# Assigned task
Needed from the entries below: every line that holds the word "black".

# Materials provided
============================================================
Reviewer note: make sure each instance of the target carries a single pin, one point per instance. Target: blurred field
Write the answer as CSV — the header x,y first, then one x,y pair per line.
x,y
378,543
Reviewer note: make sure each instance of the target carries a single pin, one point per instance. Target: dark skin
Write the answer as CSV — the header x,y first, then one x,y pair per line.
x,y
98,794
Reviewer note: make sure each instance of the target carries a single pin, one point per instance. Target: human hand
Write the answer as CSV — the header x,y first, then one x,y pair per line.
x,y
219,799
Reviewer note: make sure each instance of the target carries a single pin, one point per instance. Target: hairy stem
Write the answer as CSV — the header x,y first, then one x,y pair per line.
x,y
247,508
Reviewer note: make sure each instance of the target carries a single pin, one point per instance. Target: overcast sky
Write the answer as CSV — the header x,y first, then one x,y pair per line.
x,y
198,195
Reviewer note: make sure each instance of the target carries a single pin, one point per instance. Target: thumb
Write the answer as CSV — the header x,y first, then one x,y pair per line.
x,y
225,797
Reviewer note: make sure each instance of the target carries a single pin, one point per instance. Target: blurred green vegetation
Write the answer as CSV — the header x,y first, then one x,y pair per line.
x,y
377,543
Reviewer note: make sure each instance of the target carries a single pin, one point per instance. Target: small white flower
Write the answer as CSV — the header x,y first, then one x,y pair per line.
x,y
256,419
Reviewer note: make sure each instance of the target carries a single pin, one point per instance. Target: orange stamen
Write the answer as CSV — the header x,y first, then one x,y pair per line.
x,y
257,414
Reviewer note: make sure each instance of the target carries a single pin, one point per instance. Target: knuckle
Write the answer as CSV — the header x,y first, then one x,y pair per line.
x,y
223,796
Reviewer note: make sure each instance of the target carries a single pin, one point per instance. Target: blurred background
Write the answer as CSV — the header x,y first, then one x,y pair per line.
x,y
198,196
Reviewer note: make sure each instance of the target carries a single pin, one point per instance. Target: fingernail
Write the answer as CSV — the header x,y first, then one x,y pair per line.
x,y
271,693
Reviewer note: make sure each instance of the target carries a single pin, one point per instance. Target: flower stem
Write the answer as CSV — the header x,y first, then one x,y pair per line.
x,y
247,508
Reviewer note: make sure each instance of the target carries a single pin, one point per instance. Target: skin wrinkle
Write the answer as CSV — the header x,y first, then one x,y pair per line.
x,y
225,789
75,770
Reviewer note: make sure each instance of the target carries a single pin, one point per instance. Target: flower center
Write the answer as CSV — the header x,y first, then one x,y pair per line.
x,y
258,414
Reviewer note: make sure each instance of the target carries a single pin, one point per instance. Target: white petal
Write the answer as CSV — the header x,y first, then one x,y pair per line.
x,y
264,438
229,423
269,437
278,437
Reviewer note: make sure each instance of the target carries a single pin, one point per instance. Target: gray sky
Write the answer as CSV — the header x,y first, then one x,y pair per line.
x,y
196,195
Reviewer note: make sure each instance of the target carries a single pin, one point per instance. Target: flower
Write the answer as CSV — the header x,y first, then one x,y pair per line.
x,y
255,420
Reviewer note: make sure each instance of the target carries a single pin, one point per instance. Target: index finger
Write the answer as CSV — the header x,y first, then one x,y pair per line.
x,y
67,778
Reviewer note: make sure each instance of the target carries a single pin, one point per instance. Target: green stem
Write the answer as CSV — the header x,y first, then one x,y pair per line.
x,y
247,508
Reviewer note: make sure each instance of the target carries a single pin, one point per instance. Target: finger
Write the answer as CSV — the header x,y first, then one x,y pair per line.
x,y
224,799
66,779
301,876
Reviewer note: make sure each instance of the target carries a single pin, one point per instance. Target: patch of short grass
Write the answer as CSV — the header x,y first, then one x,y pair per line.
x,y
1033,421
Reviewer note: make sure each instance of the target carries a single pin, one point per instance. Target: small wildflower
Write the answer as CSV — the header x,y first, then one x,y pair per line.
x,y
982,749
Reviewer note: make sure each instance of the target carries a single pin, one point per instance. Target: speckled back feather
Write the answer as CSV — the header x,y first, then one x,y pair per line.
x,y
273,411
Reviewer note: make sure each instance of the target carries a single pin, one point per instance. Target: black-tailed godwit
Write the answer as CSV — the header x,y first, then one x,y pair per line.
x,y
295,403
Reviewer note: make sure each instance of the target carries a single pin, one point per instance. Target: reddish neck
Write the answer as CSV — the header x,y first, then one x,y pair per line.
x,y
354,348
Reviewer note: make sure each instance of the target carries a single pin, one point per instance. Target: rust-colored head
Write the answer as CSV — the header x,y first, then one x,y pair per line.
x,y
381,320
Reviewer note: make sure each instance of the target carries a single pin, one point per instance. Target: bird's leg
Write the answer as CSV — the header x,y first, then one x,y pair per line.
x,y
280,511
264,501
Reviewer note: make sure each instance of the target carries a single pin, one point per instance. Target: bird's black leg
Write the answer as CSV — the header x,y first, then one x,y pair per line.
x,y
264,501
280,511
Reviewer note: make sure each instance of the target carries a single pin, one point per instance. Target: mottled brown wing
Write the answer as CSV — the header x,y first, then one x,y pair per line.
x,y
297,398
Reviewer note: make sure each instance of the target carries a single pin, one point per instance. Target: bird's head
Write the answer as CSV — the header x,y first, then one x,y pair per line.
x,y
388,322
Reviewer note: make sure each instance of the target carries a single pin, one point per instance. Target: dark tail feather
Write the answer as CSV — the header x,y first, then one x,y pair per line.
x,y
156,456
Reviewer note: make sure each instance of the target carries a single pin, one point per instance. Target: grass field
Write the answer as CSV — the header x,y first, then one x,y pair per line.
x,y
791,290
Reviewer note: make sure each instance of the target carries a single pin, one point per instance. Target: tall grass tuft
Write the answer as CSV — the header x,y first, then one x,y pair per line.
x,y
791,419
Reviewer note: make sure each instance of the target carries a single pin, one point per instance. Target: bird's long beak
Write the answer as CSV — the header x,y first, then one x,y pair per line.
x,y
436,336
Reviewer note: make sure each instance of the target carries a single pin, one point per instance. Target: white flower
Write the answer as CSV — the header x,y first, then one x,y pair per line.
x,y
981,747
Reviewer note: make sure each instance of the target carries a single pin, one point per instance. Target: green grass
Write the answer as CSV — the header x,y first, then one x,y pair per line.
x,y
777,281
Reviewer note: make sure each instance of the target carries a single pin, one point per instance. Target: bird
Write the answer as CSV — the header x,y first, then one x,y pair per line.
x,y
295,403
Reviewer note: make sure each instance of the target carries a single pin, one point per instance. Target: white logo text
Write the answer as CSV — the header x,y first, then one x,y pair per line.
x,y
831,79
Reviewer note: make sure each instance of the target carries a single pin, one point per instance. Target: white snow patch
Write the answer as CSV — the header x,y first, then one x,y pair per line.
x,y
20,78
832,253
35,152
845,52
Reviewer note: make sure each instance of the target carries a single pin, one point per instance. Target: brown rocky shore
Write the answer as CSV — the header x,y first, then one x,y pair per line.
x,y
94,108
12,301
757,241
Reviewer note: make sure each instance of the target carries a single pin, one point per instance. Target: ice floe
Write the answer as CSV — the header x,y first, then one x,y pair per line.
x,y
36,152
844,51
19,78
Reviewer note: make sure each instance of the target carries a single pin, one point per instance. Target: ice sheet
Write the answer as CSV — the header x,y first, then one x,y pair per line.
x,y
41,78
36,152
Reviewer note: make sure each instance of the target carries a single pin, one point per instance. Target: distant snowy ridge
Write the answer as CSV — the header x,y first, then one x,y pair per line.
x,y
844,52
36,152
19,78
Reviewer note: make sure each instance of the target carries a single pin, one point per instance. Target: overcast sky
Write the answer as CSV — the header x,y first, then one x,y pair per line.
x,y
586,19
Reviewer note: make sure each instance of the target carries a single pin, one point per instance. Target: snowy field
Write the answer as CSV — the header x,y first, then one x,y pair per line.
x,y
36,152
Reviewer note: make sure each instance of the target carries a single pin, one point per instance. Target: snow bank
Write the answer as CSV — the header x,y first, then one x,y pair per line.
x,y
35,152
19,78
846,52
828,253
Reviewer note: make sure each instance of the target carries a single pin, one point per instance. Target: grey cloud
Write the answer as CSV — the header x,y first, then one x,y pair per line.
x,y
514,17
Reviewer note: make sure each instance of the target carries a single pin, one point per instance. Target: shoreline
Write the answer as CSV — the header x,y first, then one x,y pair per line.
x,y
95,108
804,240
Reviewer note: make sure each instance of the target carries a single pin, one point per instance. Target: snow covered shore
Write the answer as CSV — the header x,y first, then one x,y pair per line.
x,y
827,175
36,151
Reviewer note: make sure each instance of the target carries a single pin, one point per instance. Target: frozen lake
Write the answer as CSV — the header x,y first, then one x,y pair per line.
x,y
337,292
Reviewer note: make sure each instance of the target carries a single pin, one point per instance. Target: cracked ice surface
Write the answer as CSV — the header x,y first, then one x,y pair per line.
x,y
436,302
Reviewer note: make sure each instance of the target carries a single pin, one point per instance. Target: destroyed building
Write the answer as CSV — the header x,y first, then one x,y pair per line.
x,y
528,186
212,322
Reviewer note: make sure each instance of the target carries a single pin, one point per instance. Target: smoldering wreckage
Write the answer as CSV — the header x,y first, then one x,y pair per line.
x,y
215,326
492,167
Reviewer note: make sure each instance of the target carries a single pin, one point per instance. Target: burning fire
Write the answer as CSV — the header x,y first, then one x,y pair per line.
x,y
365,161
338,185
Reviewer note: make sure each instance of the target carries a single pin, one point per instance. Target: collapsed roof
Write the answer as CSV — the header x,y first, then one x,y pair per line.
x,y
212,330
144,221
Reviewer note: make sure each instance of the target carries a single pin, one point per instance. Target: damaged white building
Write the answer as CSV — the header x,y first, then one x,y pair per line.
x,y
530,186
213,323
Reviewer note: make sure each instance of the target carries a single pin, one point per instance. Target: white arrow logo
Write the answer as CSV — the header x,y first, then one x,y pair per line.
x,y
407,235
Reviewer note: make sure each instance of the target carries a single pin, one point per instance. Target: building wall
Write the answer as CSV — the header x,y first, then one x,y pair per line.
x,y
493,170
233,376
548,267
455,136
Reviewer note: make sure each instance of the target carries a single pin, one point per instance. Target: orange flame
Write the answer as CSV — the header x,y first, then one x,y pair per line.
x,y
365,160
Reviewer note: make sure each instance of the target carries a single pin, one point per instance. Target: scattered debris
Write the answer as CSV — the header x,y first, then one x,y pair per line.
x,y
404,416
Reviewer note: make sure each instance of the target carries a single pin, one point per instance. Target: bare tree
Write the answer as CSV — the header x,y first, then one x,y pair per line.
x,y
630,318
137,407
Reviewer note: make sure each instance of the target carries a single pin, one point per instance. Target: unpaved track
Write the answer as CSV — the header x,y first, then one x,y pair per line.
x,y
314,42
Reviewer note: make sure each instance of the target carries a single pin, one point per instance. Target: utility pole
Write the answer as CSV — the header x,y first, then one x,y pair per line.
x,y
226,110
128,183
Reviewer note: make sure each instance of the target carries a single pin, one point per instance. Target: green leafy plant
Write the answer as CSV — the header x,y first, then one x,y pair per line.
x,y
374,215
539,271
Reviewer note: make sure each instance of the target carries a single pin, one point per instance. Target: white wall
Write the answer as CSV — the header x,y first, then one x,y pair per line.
============================================================
# Answer section
Reviewer note: make sure each instance of the target carries a single pin, one point per instance. Target: black-tailed godwit
Reviewer note: make sure each instance of the target carries a single pin, one point per instance. Target: bird's black leg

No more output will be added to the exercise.